Change "stone aqueduct bridge" to "stone viaduct" in the data from the line with "In the photo above, where can the stone" to the line with "column 391, row 231", and reproduce those lines with nothing else altered.

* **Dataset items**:
---

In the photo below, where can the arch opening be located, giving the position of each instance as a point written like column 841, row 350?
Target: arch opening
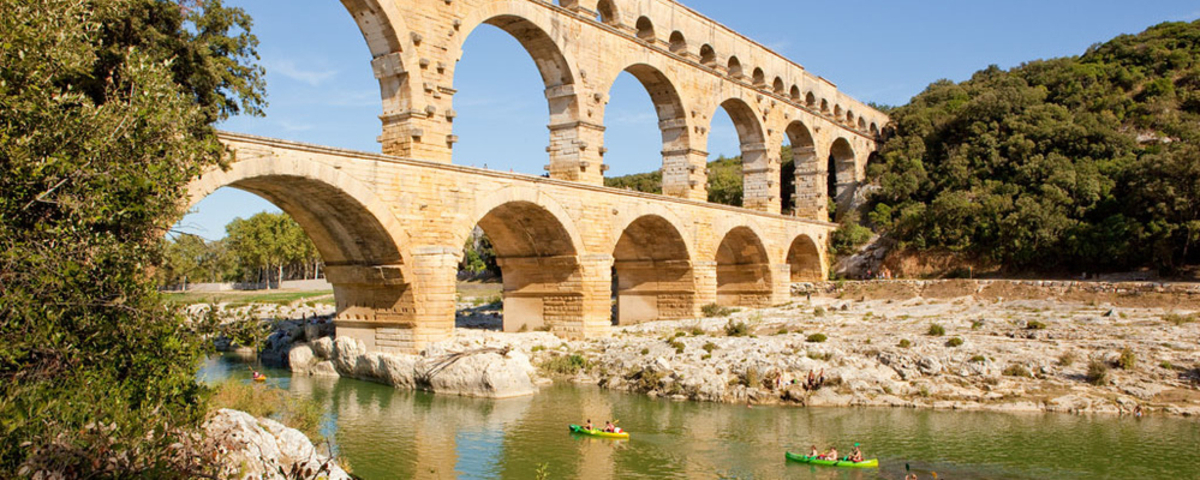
column 801, row 190
column 707, row 55
column 841, row 183
column 743, row 270
column 804, row 259
column 652, row 274
column 538, row 267
column 606, row 13
column 354, row 235
column 477, row 120
column 735, row 67
column 634, row 127
column 646, row 29
column 726, row 179
column 730, row 178
column 678, row 43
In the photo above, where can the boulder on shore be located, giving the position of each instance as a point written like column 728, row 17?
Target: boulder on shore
column 265, row 449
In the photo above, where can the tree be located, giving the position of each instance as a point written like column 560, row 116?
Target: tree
column 268, row 244
column 106, row 114
column 1077, row 163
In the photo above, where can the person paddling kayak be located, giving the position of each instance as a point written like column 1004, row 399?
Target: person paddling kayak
column 856, row 455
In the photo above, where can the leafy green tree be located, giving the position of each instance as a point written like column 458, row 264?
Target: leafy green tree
column 267, row 245
column 1077, row 163
column 106, row 114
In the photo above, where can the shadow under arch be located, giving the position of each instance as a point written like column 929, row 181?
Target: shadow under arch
column 531, row 27
column 841, row 181
column 672, row 118
column 538, row 251
column 805, row 261
column 354, row 232
column 805, row 184
column 743, row 270
column 653, row 276
column 384, row 30
column 751, row 141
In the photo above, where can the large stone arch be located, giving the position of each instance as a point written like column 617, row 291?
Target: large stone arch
column 391, row 53
column 805, row 259
column 743, row 269
column 759, row 173
column 347, row 222
column 539, row 252
column 809, row 199
column 544, row 39
column 653, row 274
column 364, row 247
column 679, row 159
column 486, row 203
column 843, row 180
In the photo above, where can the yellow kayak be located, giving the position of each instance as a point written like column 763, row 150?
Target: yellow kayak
column 576, row 429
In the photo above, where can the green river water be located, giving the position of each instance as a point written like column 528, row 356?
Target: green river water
column 388, row 433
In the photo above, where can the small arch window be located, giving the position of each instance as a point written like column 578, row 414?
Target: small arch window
column 735, row 67
column 645, row 29
column 678, row 45
column 606, row 12
column 707, row 55
column 760, row 78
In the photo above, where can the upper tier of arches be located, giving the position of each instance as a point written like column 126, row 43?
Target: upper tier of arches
column 689, row 64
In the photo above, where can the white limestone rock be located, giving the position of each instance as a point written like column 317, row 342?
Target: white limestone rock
column 261, row 448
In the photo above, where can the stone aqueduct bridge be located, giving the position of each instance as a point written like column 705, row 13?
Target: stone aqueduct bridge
column 391, row 227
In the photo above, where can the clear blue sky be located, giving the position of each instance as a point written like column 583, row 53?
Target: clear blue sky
column 322, row 90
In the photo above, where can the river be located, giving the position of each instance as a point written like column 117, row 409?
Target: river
column 388, row 433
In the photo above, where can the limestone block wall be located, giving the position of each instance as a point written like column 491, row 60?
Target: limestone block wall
column 391, row 231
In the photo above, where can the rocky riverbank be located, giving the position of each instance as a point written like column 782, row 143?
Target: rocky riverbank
column 252, row 448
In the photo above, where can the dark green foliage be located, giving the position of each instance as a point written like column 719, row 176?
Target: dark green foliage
column 677, row 345
column 738, row 329
column 725, row 181
column 1097, row 372
column 270, row 247
column 1128, row 360
column 565, row 364
column 849, row 237
column 713, row 310
column 1018, row 371
column 106, row 112
column 1084, row 162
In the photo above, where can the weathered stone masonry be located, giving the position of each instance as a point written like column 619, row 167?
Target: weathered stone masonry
column 391, row 227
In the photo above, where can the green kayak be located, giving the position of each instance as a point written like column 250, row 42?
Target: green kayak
column 576, row 429
column 803, row 459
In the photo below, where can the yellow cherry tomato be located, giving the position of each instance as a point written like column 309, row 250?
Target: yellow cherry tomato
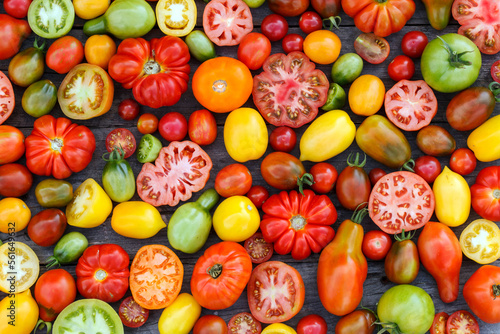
column 480, row 241
column 453, row 198
column 333, row 127
column 14, row 215
column 322, row 46
column 245, row 134
column 90, row 205
column 236, row 219
column 18, row 313
column 99, row 49
column 180, row 316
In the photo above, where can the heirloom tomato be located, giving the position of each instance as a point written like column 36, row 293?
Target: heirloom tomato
column 220, row 275
column 157, row 71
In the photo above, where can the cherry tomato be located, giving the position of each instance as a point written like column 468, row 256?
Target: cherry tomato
column 147, row 123
column 292, row 42
column 401, row 67
column 463, row 161
column 427, row 167
column 414, row 43
column 128, row 109
column 376, row 244
column 274, row 27
column 324, row 176
column 173, row 126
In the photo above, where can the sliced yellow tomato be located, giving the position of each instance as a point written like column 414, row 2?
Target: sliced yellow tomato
column 176, row 17
column 480, row 241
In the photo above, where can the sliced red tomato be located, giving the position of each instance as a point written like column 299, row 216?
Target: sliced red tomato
column 401, row 200
column 479, row 22
column 180, row 169
column 290, row 90
column 410, row 105
column 275, row 292
column 226, row 22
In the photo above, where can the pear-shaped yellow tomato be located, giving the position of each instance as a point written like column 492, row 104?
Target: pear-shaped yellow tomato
column 18, row 313
column 136, row 219
column 453, row 198
column 333, row 132
column 245, row 134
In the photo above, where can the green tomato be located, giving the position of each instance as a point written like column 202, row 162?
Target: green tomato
column 347, row 68
column 190, row 225
column 450, row 63
column 408, row 307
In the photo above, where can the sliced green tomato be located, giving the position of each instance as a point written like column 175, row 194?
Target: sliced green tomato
column 149, row 148
column 89, row 316
column 51, row 18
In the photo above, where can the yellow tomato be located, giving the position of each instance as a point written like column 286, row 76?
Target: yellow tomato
column 480, row 241
column 136, row 219
column 180, row 316
column 322, row 46
column 99, row 49
column 90, row 205
column 245, row 134
column 236, row 219
column 19, row 267
column 18, row 313
column 14, row 215
column 484, row 141
column 453, row 198
column 366, row 95
column 333, row 127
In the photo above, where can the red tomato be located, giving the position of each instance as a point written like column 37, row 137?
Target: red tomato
column 232, row 180
column 254, row 50
column 376, row 245
column 54, row 290
column 202, row 127
column 312, row 324
column 275, row 292
column 414, row 43
column 128, row 109
column 132, row 314
column 324, row 176
column 428, row 167
column 227, row 22
column 173, row 126
column 121, row 138
column 405, row 195
column 64, row 54
column 274, row 27
column 410, row 105
column 463, row 161
column 283, row 139
column 401, row 68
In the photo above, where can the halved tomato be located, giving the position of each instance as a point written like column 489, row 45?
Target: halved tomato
column 86, row 92
column 410, row 105
column 156, row 275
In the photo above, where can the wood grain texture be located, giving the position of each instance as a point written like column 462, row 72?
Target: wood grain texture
column 375, row 284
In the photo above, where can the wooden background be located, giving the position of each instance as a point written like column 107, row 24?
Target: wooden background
column 376, row 284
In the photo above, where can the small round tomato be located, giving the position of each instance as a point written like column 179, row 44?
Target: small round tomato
column 173, row 126
column 322, row 46
column 428, row 167
column 414, row 43
column 463, row 161
column 122, row 138
column 376, row 244
column 258, row 248
column 147, row 123
column 274, row 27
column 401, row 67
column 132, row 314
column 283, row 139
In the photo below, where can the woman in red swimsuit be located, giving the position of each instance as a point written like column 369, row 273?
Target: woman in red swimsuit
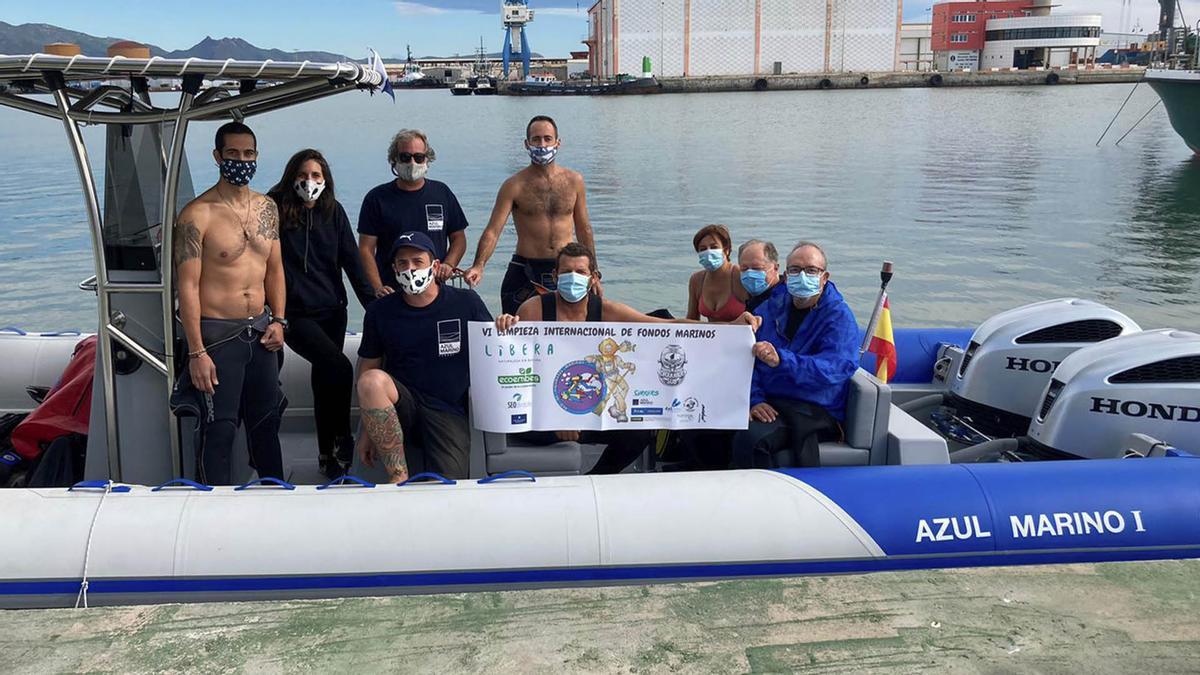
column 715, row 292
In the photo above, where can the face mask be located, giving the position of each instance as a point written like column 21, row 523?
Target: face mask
column 573, row 286
column 543, row 156
column 415, row 281
column 309, row 190
column 411, row 172
column 238, row 172
column 754, row 281
column 803, row 286
column 712, row 258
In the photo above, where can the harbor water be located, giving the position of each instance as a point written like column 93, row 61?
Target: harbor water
column 985, row 198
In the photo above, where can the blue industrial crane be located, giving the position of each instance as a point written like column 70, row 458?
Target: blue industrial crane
column 515, row 15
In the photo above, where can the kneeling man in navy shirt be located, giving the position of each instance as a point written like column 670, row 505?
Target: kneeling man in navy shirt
column 413, row 374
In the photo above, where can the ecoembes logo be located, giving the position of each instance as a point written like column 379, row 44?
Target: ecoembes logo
column 523, row 378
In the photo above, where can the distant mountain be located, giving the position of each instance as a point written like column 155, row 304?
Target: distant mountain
column 243, row 51
column 30, row 39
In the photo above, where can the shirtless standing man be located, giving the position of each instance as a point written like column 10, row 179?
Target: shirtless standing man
column 229, row 270
column 547, row 203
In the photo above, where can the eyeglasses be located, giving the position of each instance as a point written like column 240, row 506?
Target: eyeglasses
column 808, row 270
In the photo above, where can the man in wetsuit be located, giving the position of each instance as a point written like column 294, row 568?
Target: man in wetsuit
column 232, row 306
column 547, row 203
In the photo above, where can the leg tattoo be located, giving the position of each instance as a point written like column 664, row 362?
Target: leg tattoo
column 383, row 428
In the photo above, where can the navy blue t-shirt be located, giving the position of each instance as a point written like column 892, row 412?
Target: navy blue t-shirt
column 389, row 211
column 425, row 348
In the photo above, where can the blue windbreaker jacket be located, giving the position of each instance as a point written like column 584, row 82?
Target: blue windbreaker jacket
column 817, row 364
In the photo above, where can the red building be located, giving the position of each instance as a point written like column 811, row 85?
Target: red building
column 959, row 27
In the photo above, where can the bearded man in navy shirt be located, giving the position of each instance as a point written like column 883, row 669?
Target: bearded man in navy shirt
column 413, row 374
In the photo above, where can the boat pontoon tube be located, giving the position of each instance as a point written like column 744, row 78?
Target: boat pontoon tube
column 185, row 544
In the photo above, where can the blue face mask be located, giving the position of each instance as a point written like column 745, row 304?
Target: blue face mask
column 754, row 281
column 803, row 286
column 573, row 286
column 238, row 172
column 543, row 156
column 712, row 258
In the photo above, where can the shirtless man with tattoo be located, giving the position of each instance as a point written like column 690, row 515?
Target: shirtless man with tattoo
column 413, row 374
column 547, row 203
column 229, row 272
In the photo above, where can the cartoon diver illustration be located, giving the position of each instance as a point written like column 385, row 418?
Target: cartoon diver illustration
column 613, row 369
column 581, row 386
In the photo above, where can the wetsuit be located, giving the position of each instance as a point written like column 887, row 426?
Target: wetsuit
column 621, row 447
column 523, row 279
column 247, row 392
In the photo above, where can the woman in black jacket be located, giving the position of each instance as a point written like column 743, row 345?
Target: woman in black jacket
column 318, row 246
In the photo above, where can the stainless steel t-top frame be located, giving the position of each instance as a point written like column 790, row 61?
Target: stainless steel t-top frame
column 263, row 87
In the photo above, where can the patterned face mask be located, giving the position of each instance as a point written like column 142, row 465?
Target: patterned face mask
column 543, row 156
column 238, row 172
column 309, row 190
column 415, row 281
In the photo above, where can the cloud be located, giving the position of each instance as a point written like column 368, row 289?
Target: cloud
column 421, row 10
column 574, row 12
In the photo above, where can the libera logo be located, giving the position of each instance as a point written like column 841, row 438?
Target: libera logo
column 1139, row 408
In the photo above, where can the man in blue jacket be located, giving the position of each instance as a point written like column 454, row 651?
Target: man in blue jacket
column 807, row 353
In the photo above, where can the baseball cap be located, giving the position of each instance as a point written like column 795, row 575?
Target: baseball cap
column 413, row 240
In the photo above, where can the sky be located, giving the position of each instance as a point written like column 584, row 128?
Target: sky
column 430, row 27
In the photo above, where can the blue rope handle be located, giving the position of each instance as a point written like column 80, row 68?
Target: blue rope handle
column 268, row 481
column 183, row 483
column 514, row 473
column 429, row 475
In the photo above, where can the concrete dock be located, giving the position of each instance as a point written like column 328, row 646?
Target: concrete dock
column 889, row 81
column 1116, row 617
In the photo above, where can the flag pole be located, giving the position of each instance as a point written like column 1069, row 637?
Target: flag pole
column 885, row 278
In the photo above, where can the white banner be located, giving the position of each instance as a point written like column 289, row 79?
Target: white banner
column 550, row 376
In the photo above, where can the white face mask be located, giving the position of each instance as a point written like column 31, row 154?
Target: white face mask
column 309, row 190
column 415, row 281
column 411, row 172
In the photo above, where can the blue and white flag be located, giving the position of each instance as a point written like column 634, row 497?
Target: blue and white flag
column 377, row 66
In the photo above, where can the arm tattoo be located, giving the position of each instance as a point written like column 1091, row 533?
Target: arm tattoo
column 268, row 219
column 383, row 428
column 186, row 243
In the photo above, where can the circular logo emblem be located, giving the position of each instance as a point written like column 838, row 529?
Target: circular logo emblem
column 579, row 387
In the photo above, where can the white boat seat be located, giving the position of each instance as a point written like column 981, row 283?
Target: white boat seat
column 865, row 428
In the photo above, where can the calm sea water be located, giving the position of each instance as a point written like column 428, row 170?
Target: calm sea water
column 985, row 198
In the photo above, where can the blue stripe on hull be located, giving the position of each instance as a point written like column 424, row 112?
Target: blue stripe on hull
column 160, row 590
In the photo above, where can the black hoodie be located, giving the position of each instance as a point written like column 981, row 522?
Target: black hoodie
column 315, row 255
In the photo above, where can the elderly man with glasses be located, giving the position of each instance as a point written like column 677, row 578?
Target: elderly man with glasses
column 807, row 351
column 409, row 203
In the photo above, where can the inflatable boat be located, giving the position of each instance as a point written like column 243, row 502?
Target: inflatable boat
column 1059, row 431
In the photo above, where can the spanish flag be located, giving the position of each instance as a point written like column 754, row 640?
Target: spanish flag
column 883, row 345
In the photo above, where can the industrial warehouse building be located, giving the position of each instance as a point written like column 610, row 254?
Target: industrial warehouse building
column 715, row 37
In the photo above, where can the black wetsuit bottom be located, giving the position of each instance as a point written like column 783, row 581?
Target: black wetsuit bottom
column 525, row 279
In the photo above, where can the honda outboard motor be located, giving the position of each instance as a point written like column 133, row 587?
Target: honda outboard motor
column 996, row 384
column 1143, row 383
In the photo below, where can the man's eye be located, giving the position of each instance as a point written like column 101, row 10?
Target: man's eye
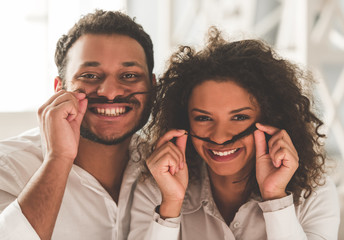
column 202, row 118
column 240, row 117
column 89, row 76
column 130, row 76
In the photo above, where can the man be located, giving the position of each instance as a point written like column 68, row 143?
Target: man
column 72, row 187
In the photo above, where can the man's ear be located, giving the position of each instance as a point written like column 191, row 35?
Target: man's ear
column 57, row 84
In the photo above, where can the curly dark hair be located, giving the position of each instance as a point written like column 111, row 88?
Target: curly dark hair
column 281, row 88
column 103, row 22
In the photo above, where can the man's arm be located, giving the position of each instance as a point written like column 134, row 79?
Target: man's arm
column 60, row 120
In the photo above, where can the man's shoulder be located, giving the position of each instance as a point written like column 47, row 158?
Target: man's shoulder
column 28, row 141
column 20, row 157
column 21, row 154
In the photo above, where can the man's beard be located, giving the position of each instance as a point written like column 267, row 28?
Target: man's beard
column 88, row 134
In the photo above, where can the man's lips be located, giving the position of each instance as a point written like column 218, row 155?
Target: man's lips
column 108, row 110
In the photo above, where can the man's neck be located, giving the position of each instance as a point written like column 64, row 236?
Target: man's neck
column 105, row 163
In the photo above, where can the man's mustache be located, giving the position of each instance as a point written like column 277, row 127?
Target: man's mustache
column 118, row 99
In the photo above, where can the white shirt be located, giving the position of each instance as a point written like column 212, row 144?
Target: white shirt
column 87, row 210
column 316, row 217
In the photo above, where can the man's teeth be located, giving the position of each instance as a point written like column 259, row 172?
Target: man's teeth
column 226, row 153
column 111, row 111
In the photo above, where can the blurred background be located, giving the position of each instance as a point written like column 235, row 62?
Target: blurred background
column 307, row 32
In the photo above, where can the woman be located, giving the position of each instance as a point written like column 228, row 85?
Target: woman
column 253, row 164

---

* **RESULT OF THIS EXERCISE**:
In the photo above, where can the stone viaduct be located, giving the position of each instance as a point written like column 705, row 13?
Target: stone viaduct
column 391, row 227
In the photo above, where can the clear blue sky be located, giving the position of each instance as a point written like column 583, row 53?
Target: clear blue sky
column 322, row 90
In the photo above, where can the river be located, giving the position of each instance as a point written like column 117, row 409?
Target: river
column 388, row 433
In the photo above, where can the limestone block wall be located, giving the position of each instance as a point written like column 491, row 60?
Target: limestone block wall
column 391, row 231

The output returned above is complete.